==== RECORDS SHOWN ====

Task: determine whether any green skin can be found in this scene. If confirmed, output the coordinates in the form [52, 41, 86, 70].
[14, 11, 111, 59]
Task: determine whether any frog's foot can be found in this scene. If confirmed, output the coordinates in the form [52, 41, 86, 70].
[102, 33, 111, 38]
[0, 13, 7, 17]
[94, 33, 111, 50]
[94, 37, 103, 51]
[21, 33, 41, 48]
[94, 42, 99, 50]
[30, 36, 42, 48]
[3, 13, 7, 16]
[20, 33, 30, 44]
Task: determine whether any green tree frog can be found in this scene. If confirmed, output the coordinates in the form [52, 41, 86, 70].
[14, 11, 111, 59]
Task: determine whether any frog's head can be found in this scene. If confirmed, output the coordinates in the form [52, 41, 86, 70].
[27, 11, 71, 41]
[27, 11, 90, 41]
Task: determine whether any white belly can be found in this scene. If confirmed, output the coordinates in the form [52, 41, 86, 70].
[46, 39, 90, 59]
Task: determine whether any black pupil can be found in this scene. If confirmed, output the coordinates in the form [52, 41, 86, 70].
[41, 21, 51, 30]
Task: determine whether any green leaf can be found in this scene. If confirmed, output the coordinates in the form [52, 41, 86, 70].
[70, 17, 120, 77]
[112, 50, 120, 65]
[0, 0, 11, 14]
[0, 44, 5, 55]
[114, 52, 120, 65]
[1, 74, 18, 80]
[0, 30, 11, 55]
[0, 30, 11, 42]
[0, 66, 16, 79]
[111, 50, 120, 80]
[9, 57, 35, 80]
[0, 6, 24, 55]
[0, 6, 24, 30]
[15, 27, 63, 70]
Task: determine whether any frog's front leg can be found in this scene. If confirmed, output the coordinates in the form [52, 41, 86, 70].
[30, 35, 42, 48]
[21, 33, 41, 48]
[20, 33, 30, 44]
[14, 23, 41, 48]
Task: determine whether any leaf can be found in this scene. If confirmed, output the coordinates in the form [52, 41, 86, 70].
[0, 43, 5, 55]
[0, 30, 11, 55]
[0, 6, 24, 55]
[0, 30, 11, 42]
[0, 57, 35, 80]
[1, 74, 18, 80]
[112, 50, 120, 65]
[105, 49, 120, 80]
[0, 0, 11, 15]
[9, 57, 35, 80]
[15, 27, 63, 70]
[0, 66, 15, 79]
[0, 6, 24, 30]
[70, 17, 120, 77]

====

▶ [TASK DIRECTIONS]: Take the line that contains "Task: determine whether any leaf" and each line after it through the end of the records, and repeat them all exactly. Nothing else.

▶ [YOUR SOLUTION]:
Task: determine whether any leaf can be found in this scene. If confirmed, output the coordinates in the form [52, 41, 86, 70].
[0, 43, 5, 55]
[0, 30, 11, 55]
[0, 6, 24, 55]
[0, 30, 11, 42]
[0, 57, 35, 80]
[1, 74, 18, 80]
[112, 50, 120, 65]
[105, 49, 120, 80]
[0, 0, 11, 15]
[9, 57, 35, 80]
[15, 27, 63, 70]
[0, 66, 15, 79]
[0, 6, 24, 30]
[70, 17, 120, 77]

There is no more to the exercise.